• [TEXTO PROPORCIONADO]
══════════

Así las cosas, normal que, comentando
su propia obra, Radigales recurre a
una cita de Virilio: “lo que está entrando
en juego hoy en día no es la velocidad relativa, sino la absoluta. Avanzamos
contra la barrera del tiempo. La virtualidad es la velocidad electromagnética
que nos lleva al límite de la aceleración. Es una barrera irrebasable”. Todo se elimina en la termomix que
deglute, a velocidad límite, el propio tiempo.
Lo problemático es que, eliminado el
tiempo, cortocircuitado en su propia archinmediatez, las estructuras clásicas
que han servido de soporte para una determinada idea de sujeto son desplazadas.
Porque la memoria, el garante principal de la experiencia humana, queda de este
modo adelgazada de modo problemático. El soporte, ahí donde nuestras
experiencias quedan salvaguardadas para las generaciones venideras, modificado
según la rapidez con la que el tiempo necesita fluir, queda ahora referido a un
hardware donde el almacenaje es casi infinito pero donde, en una paradoja
tecnológica de corte heideggeriano, la capacidad de olvido es absoluta. Esa es,
como dijimos anteriormente, la tesis del tardocapitalismo: almacenar para poder
olvidar, para poder olvida mejor y para almacenar más.

══════════

• [TAREAS POR REALIZAR]
[a] Transcribe sin cambios el fragmento del texto proporcionado que empieza por "Porque la memoria, el" y sigue hasta "para almacenar más.".
[b] Indica si cada afirmación concuerda con el texto proporcionado, respondiendo sí o no y citando literalmente las palabras del texto que lo deciden. (i) Radigales recurre a una cita de Virilio al comentar su propia obra. (ii) El hardware al que queda referido el soporte tiene una capacidad de almacenaje limitada. (iii) La memoria se presenta como el garante principal de la experiencia humana.

• [DATOS DE ENTRADA]
══════════

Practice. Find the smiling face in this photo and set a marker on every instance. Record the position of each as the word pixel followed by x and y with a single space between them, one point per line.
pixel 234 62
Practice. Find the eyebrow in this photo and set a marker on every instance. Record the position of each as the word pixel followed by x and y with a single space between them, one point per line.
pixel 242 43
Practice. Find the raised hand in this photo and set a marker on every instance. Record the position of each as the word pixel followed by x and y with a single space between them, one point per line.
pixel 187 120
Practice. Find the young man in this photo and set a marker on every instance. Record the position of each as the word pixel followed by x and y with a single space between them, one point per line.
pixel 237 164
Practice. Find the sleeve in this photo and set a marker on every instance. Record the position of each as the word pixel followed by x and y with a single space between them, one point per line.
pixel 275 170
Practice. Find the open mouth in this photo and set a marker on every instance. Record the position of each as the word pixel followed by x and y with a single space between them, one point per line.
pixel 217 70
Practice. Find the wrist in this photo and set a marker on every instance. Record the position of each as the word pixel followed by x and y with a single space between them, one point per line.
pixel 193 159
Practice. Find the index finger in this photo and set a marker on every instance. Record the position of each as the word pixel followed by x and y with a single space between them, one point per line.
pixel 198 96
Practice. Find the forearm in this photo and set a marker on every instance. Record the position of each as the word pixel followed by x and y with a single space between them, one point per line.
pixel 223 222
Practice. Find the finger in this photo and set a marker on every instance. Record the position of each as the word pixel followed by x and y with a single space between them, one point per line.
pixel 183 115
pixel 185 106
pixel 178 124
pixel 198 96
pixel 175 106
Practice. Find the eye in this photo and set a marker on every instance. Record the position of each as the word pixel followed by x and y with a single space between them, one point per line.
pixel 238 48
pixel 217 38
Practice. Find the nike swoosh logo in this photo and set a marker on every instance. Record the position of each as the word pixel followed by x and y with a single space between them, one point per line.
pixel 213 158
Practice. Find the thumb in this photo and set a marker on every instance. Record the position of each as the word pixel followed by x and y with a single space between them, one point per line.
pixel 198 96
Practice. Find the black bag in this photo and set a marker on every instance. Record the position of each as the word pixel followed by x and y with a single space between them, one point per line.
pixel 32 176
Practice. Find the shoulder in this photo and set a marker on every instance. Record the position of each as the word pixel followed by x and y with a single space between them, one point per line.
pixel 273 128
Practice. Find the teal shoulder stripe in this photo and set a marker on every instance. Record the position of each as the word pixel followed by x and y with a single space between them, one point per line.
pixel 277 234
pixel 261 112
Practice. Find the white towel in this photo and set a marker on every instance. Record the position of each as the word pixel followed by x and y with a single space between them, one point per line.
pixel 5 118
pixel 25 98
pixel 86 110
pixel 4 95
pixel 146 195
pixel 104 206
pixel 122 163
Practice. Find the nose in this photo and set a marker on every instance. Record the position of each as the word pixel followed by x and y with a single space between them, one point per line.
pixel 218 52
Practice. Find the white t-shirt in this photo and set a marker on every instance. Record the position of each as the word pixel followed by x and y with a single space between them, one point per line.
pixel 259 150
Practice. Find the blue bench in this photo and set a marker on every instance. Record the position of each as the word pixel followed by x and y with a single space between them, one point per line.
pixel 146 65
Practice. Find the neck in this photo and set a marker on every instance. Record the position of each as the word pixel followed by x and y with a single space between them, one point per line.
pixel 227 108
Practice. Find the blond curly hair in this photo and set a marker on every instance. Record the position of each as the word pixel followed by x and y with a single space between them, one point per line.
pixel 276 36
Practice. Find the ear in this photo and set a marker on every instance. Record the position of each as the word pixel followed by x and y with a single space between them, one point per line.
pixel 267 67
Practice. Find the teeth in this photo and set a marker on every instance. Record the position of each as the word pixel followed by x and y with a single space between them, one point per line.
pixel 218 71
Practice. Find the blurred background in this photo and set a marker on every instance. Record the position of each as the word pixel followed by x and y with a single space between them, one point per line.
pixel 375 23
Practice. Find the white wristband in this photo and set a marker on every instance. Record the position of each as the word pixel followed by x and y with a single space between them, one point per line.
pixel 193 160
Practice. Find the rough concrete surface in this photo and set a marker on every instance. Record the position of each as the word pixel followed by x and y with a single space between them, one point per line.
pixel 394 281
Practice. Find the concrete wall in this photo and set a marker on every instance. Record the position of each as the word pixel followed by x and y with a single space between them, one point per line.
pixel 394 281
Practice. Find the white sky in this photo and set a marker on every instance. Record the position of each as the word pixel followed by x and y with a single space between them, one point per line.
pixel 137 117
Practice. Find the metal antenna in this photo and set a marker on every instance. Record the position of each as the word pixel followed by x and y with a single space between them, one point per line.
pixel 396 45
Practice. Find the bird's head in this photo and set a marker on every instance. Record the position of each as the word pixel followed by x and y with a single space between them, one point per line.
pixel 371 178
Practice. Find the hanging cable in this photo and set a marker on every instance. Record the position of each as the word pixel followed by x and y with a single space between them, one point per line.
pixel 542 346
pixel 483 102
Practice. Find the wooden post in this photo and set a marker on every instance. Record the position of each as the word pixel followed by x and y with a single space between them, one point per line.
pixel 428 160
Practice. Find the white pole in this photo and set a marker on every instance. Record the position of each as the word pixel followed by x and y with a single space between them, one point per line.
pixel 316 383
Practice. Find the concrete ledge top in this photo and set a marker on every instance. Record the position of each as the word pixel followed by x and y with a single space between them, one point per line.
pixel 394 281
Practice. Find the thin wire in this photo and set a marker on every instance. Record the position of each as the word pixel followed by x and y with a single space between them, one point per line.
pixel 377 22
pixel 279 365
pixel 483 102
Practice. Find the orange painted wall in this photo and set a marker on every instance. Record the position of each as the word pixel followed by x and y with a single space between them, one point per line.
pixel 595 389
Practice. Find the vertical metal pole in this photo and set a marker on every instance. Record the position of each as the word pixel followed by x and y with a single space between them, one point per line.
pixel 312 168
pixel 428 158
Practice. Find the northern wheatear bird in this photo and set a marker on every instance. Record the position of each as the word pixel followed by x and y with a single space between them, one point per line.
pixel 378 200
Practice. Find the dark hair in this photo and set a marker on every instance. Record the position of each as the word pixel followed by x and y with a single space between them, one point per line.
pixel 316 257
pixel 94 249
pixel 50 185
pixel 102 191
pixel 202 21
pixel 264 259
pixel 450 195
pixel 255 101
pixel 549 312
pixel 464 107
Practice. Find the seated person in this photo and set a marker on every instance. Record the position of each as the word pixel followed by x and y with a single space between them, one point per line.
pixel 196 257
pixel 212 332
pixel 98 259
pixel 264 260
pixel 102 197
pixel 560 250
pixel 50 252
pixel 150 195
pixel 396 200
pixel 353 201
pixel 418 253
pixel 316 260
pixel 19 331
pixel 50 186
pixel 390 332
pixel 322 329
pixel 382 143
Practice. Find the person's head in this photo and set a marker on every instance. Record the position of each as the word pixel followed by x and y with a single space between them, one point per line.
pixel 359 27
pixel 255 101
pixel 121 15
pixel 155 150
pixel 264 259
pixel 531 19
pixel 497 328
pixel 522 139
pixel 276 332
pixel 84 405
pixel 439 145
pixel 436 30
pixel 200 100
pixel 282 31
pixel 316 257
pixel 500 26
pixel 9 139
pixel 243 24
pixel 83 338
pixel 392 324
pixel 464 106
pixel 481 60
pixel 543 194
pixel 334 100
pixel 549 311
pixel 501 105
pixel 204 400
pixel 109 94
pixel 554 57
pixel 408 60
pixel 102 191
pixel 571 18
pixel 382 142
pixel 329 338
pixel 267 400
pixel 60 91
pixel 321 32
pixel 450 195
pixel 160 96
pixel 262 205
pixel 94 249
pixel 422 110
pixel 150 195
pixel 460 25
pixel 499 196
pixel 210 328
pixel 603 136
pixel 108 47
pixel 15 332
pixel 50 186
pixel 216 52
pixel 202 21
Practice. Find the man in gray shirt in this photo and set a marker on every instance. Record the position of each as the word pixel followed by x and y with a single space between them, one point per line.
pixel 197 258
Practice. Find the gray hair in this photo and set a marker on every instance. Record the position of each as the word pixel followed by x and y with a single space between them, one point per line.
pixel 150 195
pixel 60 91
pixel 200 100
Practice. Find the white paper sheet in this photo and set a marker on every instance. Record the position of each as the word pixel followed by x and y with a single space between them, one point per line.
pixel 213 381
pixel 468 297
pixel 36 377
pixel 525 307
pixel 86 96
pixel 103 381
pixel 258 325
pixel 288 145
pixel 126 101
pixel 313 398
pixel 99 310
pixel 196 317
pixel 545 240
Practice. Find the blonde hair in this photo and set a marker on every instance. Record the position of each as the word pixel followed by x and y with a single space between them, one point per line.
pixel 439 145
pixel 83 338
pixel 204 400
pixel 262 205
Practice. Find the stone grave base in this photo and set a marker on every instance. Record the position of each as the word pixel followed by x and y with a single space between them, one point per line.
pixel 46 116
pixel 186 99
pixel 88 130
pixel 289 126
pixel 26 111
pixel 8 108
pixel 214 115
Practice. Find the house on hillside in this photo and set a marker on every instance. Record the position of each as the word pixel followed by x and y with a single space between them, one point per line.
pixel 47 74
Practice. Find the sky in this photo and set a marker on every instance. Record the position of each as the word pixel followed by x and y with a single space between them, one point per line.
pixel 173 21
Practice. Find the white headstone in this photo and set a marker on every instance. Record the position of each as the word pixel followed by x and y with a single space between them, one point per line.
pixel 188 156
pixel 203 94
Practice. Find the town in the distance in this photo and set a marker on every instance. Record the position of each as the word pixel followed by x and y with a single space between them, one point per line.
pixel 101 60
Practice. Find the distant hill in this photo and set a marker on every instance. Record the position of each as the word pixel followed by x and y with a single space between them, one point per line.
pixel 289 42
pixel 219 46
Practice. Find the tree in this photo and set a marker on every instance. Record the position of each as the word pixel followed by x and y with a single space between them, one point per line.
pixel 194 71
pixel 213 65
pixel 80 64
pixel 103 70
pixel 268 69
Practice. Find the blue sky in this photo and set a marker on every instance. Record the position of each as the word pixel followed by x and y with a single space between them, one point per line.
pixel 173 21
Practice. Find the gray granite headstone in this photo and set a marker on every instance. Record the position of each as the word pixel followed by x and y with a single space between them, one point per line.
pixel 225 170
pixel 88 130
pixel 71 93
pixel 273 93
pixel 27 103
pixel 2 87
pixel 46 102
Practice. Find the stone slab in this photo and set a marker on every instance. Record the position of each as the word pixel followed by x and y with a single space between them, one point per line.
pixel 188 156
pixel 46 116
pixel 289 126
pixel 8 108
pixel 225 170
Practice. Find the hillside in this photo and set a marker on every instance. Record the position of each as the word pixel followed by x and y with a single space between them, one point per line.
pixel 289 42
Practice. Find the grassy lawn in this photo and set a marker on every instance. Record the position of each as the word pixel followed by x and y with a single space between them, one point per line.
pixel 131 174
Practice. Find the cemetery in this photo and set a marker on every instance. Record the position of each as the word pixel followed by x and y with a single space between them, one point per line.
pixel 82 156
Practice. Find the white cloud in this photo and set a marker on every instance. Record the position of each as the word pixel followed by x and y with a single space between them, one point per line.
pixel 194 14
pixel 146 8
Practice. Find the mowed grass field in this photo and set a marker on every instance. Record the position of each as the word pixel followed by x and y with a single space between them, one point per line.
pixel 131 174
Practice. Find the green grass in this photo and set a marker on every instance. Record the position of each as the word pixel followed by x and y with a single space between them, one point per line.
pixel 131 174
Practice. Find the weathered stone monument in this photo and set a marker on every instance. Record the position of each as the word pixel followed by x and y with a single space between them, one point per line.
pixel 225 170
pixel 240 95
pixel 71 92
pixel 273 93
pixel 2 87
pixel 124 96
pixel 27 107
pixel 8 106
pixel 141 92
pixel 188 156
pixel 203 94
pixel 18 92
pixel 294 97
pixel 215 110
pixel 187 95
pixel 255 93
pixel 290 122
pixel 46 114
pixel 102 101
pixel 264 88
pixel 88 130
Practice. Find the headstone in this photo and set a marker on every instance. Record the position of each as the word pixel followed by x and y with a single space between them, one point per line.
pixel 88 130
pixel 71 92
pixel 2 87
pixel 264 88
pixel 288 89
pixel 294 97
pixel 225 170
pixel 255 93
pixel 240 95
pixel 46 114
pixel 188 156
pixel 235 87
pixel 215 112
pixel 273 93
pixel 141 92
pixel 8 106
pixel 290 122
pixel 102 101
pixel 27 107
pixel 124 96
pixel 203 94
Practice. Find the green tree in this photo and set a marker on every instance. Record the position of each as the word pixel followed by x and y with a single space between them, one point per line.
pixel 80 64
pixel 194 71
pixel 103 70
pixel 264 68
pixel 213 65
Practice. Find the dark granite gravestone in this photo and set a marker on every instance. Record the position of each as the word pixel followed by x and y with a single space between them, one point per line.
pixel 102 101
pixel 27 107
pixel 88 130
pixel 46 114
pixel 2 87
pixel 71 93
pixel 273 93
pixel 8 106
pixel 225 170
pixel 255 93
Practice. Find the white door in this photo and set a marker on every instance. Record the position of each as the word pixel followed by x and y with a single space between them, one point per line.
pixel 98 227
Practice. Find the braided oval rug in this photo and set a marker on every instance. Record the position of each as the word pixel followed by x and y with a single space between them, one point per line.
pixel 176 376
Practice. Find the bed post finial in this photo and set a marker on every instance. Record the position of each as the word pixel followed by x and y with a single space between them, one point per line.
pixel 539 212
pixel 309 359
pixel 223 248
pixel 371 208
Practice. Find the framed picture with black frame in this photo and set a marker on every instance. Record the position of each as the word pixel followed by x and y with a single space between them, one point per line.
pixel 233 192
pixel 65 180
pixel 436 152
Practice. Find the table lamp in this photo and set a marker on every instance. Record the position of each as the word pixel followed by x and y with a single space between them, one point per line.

══════════

• [TAREAS RESUELTAS]
[a]
Porque la memoria, el garante principal de la experiencia humana, queda de este
modo adelgazada de modo problemático. El soporte, ahí donde nuestras
experiencias quedan salvaguardadas para las generaciones venideras, modificado
según la rapidez con la que el tiempo necesita fluir, queda ahora referido a un
hardware donde el almacenaje es casi infinito pero donde, en una paradoja
tecnológica de corte heideggeriano, la capacidad de olvido es absoluta. Esa es,
como dijimos anteriormente, la tesis del tardocapitalismo: almacenar para poder
olvidar, para poder olvida mejor y para almacenar más.

[b]
(i) Sí. El texto dice: «comentando su propia obra, Radigales recurre a una cita de Virilio».
(ii) No. El texto dice: «el almacenaje es casi infinito».
(iii) Sí. El texto dice: «la memoria, el garante principal de la experiencia humana».